Problems and tasks
- 1) Quote everything in the Broken Embraces passage from "The film was" down to "Penélope Cruz's performance.".
- 2) Do the following statements agree with the Broken Embraces passage? For each, answer yes or no and quote the words that settle it. (a) The Rotten Tomatoes rating was based on 158 reviews. (b) Roger Ebert gave the film three out of four stars. (c) Broken Embraces was Almodóvar's first film nominated for the Golden Globe Award for Best Foreign Language Film.

The film has received generally positive reviews by critics; review aggregator website Rotten Tomatoes reported that 82% of critics gave the film a positive rating, based on 158 reviews. Its consensus states "Pedro Almodóvar's fourth film with Penélope Cruz isn't his finest work, but he brings his signature visual brilliance to this noirish tale, and the cast turns in some first-class performances." It currently holds a score of 76 (generally favorable reviews) on Metacritic. Chicago Sun-Times film critic Roger Ebert gave the film four out of four stars, and wrote that "Broken Embraces is a voluptuary of a film, drunk on primary colors, caressing Penélope Cruz, using the devices of a Hitchcock to distract us with surfaces while the sinister uncoils beneath." The Guardian included the film in its "Top 10 films of 2009" list.

The film was accepted into the main selection at the 2009 Cannes Film Festival in competition for the prestigious Palme d'Or, Almodóvar's third to do so, and fourth to screen at the festival. Broken Embraces was nominated for the 2010 Golden Globe Award for Best Foreign Language Film, Almodóvar's sixth film to be nominated in this category. It was also nominated for the Satellite Award for Best Foreign Language Film, as well as the Satellite Award for Best Actress for Penélope Cruz's performance.

Provided material
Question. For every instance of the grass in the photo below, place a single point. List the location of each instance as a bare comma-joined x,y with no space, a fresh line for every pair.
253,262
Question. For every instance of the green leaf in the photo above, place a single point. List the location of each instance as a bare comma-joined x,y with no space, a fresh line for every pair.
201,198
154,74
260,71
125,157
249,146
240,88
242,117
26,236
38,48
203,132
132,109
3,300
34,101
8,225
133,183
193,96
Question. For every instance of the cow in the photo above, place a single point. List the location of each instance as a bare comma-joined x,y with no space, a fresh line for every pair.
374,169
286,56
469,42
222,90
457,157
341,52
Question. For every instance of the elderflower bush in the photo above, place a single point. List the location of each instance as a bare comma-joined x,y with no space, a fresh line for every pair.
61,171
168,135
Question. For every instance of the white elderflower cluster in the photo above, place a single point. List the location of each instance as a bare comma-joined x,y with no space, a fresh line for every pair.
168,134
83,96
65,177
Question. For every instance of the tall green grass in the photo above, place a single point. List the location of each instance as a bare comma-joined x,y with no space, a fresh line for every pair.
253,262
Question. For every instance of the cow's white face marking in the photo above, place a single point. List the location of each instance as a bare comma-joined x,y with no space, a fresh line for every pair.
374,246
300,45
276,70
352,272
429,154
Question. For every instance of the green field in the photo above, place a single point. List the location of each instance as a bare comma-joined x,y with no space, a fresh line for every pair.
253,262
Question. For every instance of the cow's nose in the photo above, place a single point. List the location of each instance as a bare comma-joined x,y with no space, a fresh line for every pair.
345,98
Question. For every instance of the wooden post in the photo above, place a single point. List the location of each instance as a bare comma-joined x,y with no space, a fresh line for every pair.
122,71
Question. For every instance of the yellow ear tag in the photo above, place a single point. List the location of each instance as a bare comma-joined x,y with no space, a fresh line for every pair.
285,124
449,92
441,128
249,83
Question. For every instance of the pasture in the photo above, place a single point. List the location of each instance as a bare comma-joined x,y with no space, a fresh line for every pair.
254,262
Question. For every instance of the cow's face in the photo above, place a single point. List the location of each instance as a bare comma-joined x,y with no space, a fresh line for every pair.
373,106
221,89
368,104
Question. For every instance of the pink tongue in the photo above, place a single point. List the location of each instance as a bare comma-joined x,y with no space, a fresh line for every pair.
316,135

Solutions by task
- 1)
The film was accepted into the main selection at the 2009 Cannes Film Festival in competition for the prestigious Palme d'Or, Almodóvar's third to do so, and fourth to screen at the festival. Broken Embraces was nominated for the 2010 Golden Globe Award for Best Foreign Language Film, Almodóvar's sixth film to be nominated in this category. It was also nominated for the Satellite Award for Best Foreign Language Film, as well as the Satellite Award for Best Actress for Penélope Cruz's performance.

- 2)
(a) Yes: "based on 158 reviews"
(b) No: "gave the film four out of four stars"
(c) No: "Almodóvar's sixth film to be nominated in this category"